**Text shown:**
--

CEDR - Comprehensive Epidemiologic Data Resource
CEDR Operations are now located at the Oak Ridge Institute for Science and Education (ORISE) and can be accessed on the Web. Please direct any inquiries to the CEDR program contact listed below.
Operating as a public-use data repository, CEDR is a prime example of the Department's commitment to worker and community health programs. The internet presence and capabilities of CEDR facilitate the sharing of information and de-identified data collected during DOE-supported epidemiologic, environmental, and related health studies.
The CEDR website is visited hundreds of times each day, and about 1500 websites, including hundreds of university or governmental Web sites, have links to CEDR. This further leverages DOE's investment in health-related data already collected at public expense by maximizing the utilization of these data on a worldwide scale. De-identified study data are incorporated into CEDR as soon as studies are completed, and researchers have provided files and documentation.
CEDR's large collection primarily pertains to occupational epidemiologic studies conducted at many nuclear weapons plants, such as Hanford, Los Alamos, Oak Ridge, Rocky Flats, and Savannah River. They include working and analytic data from cohort and case-control design studies, many of which have individual-level radiation exposure measurements. These valuable data have many possibilities for future research exploration. Additionally, CEDR presents data from studies of past DOE releases of hazardous materials that entered the environment of nearby communities, as well as data from classic studies of radiation health effects, such as the radium dial painters. The sharing of these data, at no cost to the user, encourages independent scientific inquiry and diversity of analyses. A CEDR catalog can be viewed or downloaded from https://www.orau.gov/cedr.

--

**Entries provided:**

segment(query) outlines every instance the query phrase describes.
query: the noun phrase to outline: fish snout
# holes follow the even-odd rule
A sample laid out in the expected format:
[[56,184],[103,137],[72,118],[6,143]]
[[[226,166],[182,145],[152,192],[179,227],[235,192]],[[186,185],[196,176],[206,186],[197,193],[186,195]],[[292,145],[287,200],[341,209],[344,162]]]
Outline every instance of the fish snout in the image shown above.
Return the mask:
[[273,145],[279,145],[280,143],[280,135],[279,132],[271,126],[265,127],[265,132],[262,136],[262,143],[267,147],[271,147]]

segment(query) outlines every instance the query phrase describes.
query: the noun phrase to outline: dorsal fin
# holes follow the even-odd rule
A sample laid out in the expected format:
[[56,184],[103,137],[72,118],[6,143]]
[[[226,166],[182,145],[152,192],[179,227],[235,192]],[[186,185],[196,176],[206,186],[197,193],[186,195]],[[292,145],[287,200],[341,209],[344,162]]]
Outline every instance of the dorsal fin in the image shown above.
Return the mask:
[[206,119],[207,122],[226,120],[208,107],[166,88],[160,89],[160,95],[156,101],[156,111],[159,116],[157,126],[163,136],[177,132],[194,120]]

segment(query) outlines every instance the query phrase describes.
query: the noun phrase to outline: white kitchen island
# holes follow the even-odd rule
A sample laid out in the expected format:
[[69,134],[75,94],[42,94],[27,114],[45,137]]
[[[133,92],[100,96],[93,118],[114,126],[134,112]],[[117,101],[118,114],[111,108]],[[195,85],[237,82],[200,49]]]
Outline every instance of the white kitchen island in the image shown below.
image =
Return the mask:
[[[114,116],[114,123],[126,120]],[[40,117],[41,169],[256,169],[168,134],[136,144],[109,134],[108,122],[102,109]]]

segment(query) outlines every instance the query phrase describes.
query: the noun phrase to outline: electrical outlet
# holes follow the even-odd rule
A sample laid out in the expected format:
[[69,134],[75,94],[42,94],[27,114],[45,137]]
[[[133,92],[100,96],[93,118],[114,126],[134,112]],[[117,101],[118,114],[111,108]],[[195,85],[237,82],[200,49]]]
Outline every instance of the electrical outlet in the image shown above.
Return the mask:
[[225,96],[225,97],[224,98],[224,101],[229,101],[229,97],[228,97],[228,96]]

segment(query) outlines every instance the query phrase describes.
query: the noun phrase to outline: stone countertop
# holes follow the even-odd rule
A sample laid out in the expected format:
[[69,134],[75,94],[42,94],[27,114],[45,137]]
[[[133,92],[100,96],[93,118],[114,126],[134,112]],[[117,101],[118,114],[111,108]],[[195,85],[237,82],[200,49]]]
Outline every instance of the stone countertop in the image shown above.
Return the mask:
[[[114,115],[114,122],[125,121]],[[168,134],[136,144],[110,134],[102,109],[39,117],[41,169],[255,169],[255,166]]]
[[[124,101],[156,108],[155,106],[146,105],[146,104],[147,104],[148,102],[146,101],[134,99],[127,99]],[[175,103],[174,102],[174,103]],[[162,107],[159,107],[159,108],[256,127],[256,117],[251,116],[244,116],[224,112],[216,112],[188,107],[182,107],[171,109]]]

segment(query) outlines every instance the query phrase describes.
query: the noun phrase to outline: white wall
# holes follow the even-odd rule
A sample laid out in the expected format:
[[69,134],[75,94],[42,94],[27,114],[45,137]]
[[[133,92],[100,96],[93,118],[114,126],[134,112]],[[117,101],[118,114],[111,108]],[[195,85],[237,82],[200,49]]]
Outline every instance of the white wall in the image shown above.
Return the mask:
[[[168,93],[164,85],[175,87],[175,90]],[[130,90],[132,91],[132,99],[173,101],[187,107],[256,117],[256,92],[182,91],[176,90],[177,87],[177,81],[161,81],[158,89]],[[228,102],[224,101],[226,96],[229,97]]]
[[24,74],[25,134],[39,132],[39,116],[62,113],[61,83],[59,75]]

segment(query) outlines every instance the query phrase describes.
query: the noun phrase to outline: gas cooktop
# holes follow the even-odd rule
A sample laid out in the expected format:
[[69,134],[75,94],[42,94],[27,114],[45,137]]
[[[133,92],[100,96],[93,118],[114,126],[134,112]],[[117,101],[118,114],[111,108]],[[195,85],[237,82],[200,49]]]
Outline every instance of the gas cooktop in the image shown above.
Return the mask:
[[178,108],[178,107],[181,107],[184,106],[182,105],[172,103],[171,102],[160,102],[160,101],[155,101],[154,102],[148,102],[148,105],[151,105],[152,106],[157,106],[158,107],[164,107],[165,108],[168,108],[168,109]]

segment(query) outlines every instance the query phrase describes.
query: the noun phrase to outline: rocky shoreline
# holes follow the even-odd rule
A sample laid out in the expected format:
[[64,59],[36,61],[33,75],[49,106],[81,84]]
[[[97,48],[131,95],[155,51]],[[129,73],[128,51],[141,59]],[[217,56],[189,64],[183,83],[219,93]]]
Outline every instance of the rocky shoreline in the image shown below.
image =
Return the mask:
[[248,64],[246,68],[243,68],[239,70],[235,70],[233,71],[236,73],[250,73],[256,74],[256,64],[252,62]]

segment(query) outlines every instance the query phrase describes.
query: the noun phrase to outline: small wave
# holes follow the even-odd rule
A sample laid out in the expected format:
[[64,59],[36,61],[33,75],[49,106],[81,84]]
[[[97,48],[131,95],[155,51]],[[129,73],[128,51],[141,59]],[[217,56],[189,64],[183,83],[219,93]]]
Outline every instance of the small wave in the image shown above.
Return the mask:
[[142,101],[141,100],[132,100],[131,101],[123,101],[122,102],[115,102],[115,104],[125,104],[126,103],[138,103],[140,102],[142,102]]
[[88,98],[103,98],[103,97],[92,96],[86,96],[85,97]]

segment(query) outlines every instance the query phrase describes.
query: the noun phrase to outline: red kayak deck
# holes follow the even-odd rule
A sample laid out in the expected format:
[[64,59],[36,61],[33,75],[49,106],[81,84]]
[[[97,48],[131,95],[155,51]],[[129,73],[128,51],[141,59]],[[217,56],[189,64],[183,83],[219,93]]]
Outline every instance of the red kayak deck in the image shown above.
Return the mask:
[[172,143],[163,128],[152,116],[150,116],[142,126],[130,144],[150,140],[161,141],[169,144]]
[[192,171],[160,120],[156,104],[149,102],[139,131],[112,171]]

--

**Assignment A:**
Can you rewrite the paragraph of the CEDR text that begins "CEDR's large collection" as a brief list that keeps its main facts?
**Assignment B:**
Could you write what comes next in the CEDR text, picking up after its final sentence?
The data are separate from the CEDR text.

**Answer space A:**
- The collection mainly covers occupational epidemiologic studies at nuclear weapons plants such as Hanford, Los Alamos, Oak Ridge, Rocky Flats, and Savannah River.
- It includes working and analytic data from cohort and case-control studies, many with individual-level radiation exposure measurements.
- These data offer many possibilities for future research.
- It also holds data from studies of past DOE releases of hazardous materials into nearby communities.
- It also holds data from classic studies of radiation health effects, such as the radium dial painters.
- The data are shared at no cost, which encourages independent inquiry and diverse analyses.
- A catalog can be viewed or downloaded from https://www.orau.gov/cedr.

**Answer space B:**
CEDR's collection also includes a repository of de-identified data from DOE's Former Worker Medical Screening Program (FWP). FWP funds external teams of health experts to independently offer medical screening to former workers who may be at significant risk for occupational diseases. De-identified FWP data are incorporated into CEDR in an effort to archive verified health observations of former DOE workers.
Accomplishments: The following accomplishments illustrate CEDR achieving its goal of serving as a public-use data repository that recognizes the public's right to know about worker and community health risks. DOE continues its commitment to openness and encourages scientific study to clarify the potential relationship of both past and present DOE activities and the health of its workforce, as well as the population of its host communities.
- On June 30, 2010, CEDR operations were relocated to ORISE. ORISE continues to maintain CEDR's Web presence and offers online service to an average of 500 visits a day - making CEDR a prime example of "expanded electronic government.
- CEDR "authorized" user account information and data are protected by the Federal Information Security Management Act (FISMA) and the National Institute of Standards and Technology (NIST) 800-53, state-of-the-art governmental cyber-security laws that ensure CEDR data is secure, trustworthy, and resilient.
- CEDR staff incorporate data file sets within 30 days of their being submitted with all proper documentation.
- New data sets are promptly announced on the CEDR homepage located at https://www.orau.gov/cedr, making these data extremely visible to the public, academia, and the occupational health community. CEDR has now delivered more than 30,000,000 data records to its authorized users since 2001.
- Recent additions to CEDR include a large data file set relating to the Savannah River Mortality Study, the Multiple Myeloma at K-25 Study, and the Multisite Leukemia Study.
- CEDR data, especially the de-identified dosimetry and work history information, is of considerable interest to researchers involved in activities for the Energy Employees Occupational Illness Compensation Program Act (EEOICPA) and for the Department of Veterans Affairs.